== EXERCISE MATERIAL ==

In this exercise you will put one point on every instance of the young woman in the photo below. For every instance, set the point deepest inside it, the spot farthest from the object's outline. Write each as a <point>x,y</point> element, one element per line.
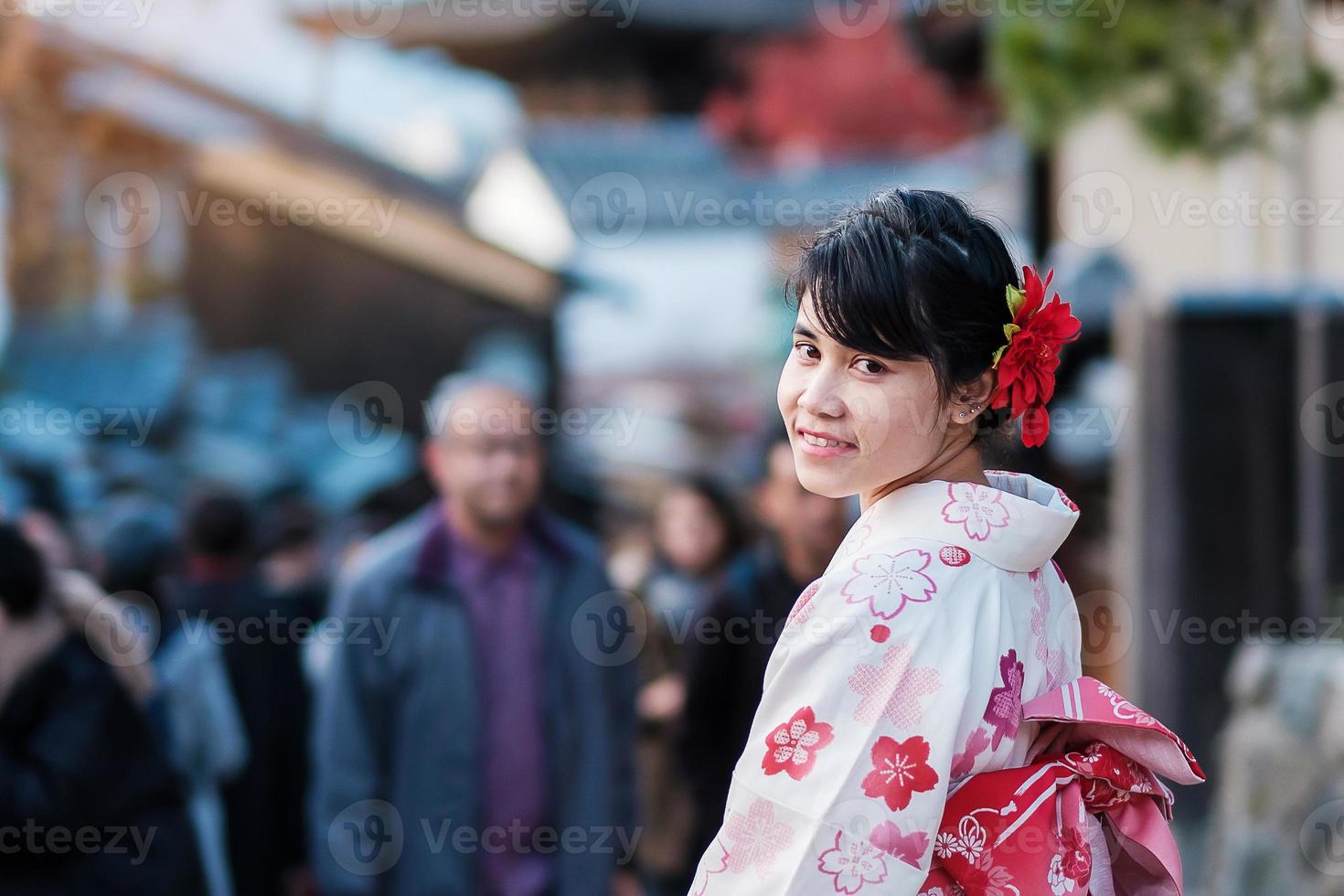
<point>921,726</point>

===
== EXERCISE MATERIAL ==

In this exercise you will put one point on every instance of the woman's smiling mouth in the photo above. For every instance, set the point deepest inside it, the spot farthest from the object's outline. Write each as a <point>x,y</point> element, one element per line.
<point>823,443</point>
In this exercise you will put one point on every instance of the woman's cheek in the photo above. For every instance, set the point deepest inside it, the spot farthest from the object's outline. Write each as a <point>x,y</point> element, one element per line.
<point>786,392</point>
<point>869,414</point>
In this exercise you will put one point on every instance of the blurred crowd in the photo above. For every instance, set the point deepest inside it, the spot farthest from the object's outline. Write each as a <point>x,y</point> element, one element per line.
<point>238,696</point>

===
== EXERCISE MATERIAL ==

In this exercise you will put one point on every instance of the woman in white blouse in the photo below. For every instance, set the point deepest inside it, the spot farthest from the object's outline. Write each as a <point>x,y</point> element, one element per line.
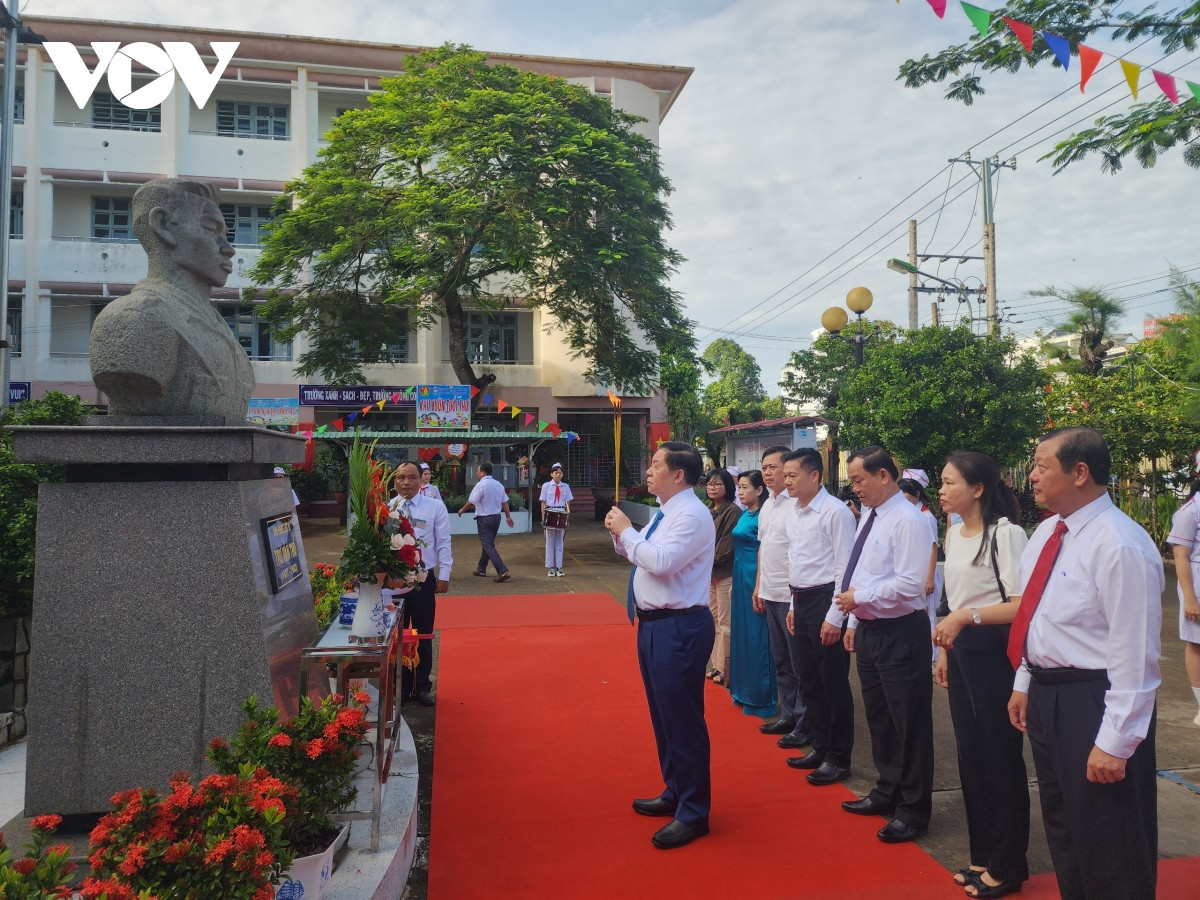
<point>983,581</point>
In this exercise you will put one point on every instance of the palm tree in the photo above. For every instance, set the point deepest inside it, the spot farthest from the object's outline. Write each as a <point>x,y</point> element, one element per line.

===

• **EXERCISE OBJECTIVE**
Within the listing above, copy exactly the lines that start at the one with "the woman in" and continue through the one with "of the palm". Omit pictures.

• **RESPONSE**
In this exercise you will put one point on every instance of the woman in white blouse in the photo below. For every instance, set the point deepest inside it, the spot farthest from the object's outline. Write each as a <point>x,y</point> element, one element per line.
<point>983,581</point>
In this exercise you will put one point on every instance of the palm tree in the photo above. For every instance, set the point deepest inside it, the spot farthest from the object's outline. Write each as a <point>x,y</point> element, one element per line.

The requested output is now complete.